### Working data

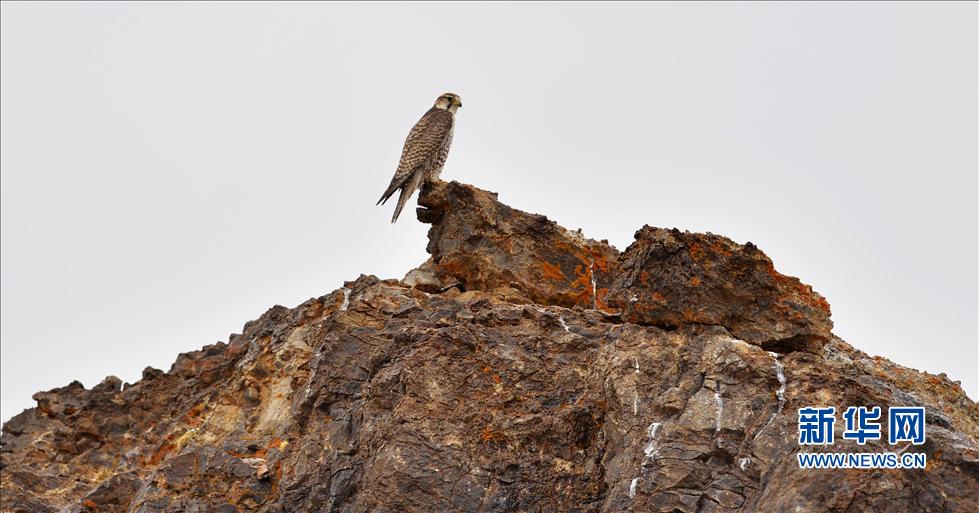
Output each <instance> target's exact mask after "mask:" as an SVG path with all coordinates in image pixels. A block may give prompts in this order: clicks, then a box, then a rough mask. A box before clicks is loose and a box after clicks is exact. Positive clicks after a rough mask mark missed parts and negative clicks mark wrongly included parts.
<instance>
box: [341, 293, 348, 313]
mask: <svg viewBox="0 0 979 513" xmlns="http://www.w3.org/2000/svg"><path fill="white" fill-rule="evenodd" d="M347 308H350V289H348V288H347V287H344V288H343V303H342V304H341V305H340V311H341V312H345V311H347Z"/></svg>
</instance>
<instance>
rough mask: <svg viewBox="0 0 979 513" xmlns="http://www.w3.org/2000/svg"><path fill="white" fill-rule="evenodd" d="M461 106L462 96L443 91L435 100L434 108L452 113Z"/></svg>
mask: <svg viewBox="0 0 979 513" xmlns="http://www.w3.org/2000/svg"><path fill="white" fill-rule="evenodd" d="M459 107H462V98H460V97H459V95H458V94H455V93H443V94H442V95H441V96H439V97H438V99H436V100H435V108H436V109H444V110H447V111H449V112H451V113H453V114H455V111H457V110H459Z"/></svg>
...
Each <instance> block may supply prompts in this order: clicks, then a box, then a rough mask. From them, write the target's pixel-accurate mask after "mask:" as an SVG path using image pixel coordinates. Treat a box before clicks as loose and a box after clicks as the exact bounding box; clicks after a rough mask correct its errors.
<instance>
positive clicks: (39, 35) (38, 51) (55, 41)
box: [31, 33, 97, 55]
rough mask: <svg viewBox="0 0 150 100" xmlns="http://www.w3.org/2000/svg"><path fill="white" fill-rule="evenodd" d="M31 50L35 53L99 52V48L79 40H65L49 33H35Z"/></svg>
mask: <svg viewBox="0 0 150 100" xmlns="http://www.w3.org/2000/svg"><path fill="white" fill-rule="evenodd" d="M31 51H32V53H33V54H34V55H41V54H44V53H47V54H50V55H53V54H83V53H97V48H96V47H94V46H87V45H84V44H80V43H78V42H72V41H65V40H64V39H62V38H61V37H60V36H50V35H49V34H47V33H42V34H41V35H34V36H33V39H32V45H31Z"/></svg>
* * *
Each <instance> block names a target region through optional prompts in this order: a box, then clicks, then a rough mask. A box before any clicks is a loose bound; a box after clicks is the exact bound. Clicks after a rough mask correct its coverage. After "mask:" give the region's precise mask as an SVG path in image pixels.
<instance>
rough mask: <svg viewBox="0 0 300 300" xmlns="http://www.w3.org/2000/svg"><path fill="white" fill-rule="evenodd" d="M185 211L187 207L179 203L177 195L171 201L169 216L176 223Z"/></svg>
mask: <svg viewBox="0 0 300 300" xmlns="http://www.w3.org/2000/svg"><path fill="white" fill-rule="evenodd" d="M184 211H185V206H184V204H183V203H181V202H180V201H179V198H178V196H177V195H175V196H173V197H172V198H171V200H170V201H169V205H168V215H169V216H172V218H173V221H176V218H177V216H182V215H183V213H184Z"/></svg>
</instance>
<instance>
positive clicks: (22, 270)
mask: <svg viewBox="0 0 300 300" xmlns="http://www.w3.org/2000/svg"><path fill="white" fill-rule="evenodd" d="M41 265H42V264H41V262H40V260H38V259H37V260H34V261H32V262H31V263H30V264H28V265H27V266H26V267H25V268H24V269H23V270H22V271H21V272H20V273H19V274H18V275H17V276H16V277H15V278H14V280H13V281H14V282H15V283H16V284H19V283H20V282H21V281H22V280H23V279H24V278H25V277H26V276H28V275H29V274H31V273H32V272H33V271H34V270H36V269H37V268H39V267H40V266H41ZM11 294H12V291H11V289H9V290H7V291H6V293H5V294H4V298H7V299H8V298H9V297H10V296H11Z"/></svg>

### Task to carry out
Reproduce the lines above word for word, starting at the line that contains "Each <instance> block may" and stopping after the line that contains "box: [31, 33, 97, 55]".

### Your response
Each <instance> block may supply prompts in this order: clicks, then a box, then a rough mask. From them, write the target's pixel-accurate mask after "mask:" as an SVG path using image pixel coordinates. Treat a box before clicks as loose and a box after clicks as the exact bounding box; clicks after a rough mask correct its errors.
<instance>
positive clicks: (39, 35) (38, 51) (55, 41)
box: [31, 33, 97, 55]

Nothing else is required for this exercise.